GIVEN TASK A
From the summary on non-uniform hyperbolicity, list the viewpoints from which uniformly hyperbolic systems are said to be deeply understood.
GIVEN TASK B
Please reproduce the part of the summary on non-uniform hyperbolicity between "NUHGD | Non" and "maps for instance.", inclusive.
GIVEN TASK C
Write what comes next in the summary on non-uniform hyperbolicity, starting after its final sentence.

READING TEXT
---
NUHGD | Non Uniform Hyperbolicity in Global Dynamics

Summary
An important part of differentiable dynamics has been developed from the uniformly hyperbolic systems. These systems have been introduced by Smale in the 60's in order to address chaotic behavior and are now deeply understood from the qualitative, symbolic and statistic viewpoints. They correspond to the structurally stable dynamics. It appeared that large classes of non-hyperbolic systems also exist. Since the 80's, different notions of relaxed hyperbolicity have been introduced: non-uniformly hyperbolic measures, partial hyperbolicity,... They allowed to extend the previous approach to other families of systems and to handle new examples of dynamics: the fine description of the dynamics of Hénon maps for instance.
---
RECORDS SHOWN
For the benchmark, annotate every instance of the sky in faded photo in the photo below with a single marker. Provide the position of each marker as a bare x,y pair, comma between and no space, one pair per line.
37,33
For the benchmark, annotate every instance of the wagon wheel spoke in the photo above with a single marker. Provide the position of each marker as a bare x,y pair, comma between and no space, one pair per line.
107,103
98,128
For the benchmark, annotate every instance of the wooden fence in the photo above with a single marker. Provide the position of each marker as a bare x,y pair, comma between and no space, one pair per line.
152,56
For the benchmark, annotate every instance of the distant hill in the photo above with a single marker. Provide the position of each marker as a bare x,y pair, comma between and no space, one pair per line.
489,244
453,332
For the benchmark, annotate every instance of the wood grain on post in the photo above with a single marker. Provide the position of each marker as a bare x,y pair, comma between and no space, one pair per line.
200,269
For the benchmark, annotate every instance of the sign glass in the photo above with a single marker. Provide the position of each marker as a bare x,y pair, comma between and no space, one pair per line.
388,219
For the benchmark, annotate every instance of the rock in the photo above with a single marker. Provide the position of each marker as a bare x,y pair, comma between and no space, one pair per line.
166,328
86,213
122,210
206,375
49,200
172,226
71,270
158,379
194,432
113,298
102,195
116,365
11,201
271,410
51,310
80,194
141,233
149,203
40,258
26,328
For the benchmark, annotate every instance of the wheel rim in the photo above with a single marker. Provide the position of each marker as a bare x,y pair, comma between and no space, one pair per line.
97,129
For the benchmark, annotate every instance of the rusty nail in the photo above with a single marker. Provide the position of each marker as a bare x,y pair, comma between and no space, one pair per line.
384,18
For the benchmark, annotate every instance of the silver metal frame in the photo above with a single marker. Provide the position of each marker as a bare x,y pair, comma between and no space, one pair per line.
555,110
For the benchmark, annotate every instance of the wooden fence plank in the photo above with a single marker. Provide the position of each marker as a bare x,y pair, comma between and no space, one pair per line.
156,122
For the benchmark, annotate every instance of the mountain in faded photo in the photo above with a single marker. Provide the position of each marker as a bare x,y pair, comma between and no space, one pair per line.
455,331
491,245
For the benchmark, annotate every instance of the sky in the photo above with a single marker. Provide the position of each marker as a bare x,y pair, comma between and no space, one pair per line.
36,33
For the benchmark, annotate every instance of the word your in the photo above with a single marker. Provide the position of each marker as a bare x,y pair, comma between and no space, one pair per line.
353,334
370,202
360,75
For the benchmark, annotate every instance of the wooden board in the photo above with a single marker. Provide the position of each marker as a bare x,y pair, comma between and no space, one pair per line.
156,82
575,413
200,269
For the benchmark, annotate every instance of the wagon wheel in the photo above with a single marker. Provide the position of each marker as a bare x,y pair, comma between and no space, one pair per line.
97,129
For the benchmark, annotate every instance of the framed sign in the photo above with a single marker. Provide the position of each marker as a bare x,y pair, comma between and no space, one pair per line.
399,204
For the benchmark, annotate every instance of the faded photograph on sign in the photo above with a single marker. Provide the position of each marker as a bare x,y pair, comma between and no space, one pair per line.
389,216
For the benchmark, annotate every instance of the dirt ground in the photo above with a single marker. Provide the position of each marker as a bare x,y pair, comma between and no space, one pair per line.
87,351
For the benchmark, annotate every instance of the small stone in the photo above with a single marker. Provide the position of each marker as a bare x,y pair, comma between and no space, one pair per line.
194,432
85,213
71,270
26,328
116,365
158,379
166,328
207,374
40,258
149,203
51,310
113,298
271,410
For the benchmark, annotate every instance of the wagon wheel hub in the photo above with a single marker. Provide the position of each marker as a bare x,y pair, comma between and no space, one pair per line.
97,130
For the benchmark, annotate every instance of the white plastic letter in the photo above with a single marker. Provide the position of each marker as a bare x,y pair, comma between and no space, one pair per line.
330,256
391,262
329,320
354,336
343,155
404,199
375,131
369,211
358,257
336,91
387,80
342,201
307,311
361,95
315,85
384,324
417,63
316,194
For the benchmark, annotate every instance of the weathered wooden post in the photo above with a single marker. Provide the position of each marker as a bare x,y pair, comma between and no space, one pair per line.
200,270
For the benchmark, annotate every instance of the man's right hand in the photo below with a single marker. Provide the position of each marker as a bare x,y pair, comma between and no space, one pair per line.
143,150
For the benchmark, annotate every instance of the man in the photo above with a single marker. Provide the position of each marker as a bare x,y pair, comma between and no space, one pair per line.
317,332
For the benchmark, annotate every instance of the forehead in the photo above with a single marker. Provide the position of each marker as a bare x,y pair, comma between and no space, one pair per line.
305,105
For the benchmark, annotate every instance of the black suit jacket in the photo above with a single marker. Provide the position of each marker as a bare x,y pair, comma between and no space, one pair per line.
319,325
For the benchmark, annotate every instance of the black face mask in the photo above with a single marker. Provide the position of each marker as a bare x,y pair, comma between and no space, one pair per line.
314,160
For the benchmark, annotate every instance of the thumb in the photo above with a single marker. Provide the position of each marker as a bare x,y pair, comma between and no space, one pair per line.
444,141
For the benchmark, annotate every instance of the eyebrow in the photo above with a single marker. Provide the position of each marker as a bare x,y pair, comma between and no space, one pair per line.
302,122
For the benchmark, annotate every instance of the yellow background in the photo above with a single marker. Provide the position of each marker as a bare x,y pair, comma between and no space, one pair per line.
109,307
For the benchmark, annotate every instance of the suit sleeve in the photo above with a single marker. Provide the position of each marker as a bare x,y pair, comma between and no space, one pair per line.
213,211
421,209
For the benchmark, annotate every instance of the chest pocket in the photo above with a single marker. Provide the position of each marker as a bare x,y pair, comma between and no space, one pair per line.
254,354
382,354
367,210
---
ANSWER A
qualitative, symbolic, statistic

ANSWER B
NUHGD | Non Uniform Hyperbolicity in Global Dynamics

Summary
An important part of differentiable dynamics has been developed from the uniformly hyperbolic systems. These systems have been introduced by Smale in the 60's in order to address chaotic behavior and are now deeply understood from the qualitative, symbolic and statistic viewpoints. They correspond to the structurally stable dynamics. It appeared that large classes of non-hyperbolic systems also exist. Since the 80's, different notions of relaxed hyperbolicity have been introduced: non-uniformly hyperbolic measures, partial hyperbolicity,... They allowed to extend the previous approach to other families of systems and to handle new examples of dynamics: the fine description of the dynamics of Hénon maps for instance.

ANSWER C
The development of local perturbative technics have brought a rebirth for the qualitative description of generic systems. It also opened the door to describe more globally the spaces of differentiable dynamics. For instance, it allowed recent progresses towards the Palis conjecture which characterizes the absence of uniform hyperbolicity by the homoclinic bifurcations — homoclinic tangencies or heterodimensional cycles. We propose in the present project to develop technics for realizing more global perturbations, yielding a breakthrough in the subject. This would settle this conjecture for C1 diffeomorphisms and imply other classification results.

These past years we have understood how qualitative dynamics of generic systems decompose into invariant pieces. We are now ready to describe more precisely the dynamics inside the pieces. We propose to combine these new geometrical ideas to the ergodic theory of non-uniformly hyperbolic systems. This will improve significantly our understanding of general smooth systems (for instance provide existence and finiteness of physical measures and measures of maximal entropy for new classes of systems beyond uniform hyperbolicity).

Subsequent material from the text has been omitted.